--- BEGIN SOURCE DOCUMENT ---
Brix, Burroughs wrote, “was lean and muscular, articulate and dignified. He moved with the superb athletic grace that my grandfather envisioned, and he played the role to perfection.”
Because of MGM’s politicking, The New Adventures of Tarzan languished. Ultimately, the film was serialized and re-titled Tarzan and the Green Goddess. It remained in continuous release until it was sold to television in the early 1960s.
Paid $75 per week for the movie, Brix never made another Tarzan film, and had a difficult time getting work from his primary employer at the time, Warner Bros. Brix, in fact, was set to test for a Warner Bros. picture, but it was canceled after the casting director saw a photograph of Brix as Tarzan in Life magazine.
“He said they couldn’t use me,” Brix told Chapman. “I asked why, and he said the audience would see me as Tarzan and wouldn’t accept me as an actor.”
--- END SOURCE DOCUMENT ---
**THINGS TO DO**:
1. Repeat the Tarzan passage word for word from "Because of MGM’s" to "in Life magazine.".
2. According to the Tarzan passage, why was Brix turned away from the Warner Bros. picture he was set to test for? Answer in one to three sentences.
--- BEGIN GIVEN DATA ---
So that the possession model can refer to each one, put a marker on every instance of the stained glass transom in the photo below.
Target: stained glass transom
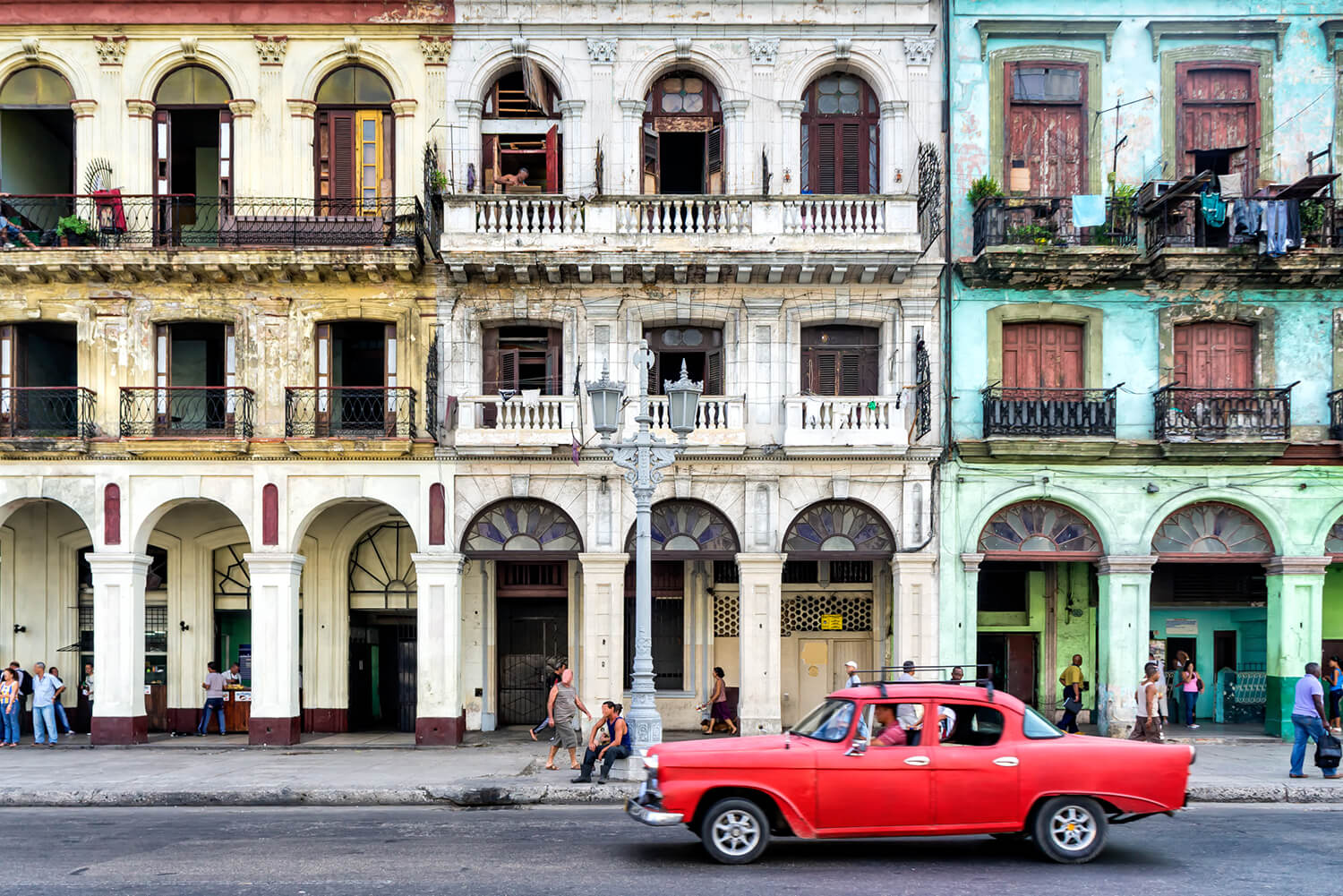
--- END GIVEN DATA ---
**SOLUTIONS FOR EACH TASK**:
1.
Because of MGM’s politicking, The New Adventures of Tarzan languished. Ultimately, the film was serialized and re-titled Tarzan and the Green Goddess. It remained in continuous release until it was sold to television in the early 1960s.
Paid $75 per week for the movie, Brix never made another Tarzan film, and had a difficult time getting work from his primary employer at the time, Warner Bros. Brix, in fact, was set to test for a Warner Bros. picture, but it was canceled after the casting director saw a photograph of Brix as Tarzan in Life magazine.

2. The casting director saw a photograph of Brix as Tarzan in Life magazine and canceled the test. He told Brix that audiences would see him as Tarzan and wouldn't accept him as an actor.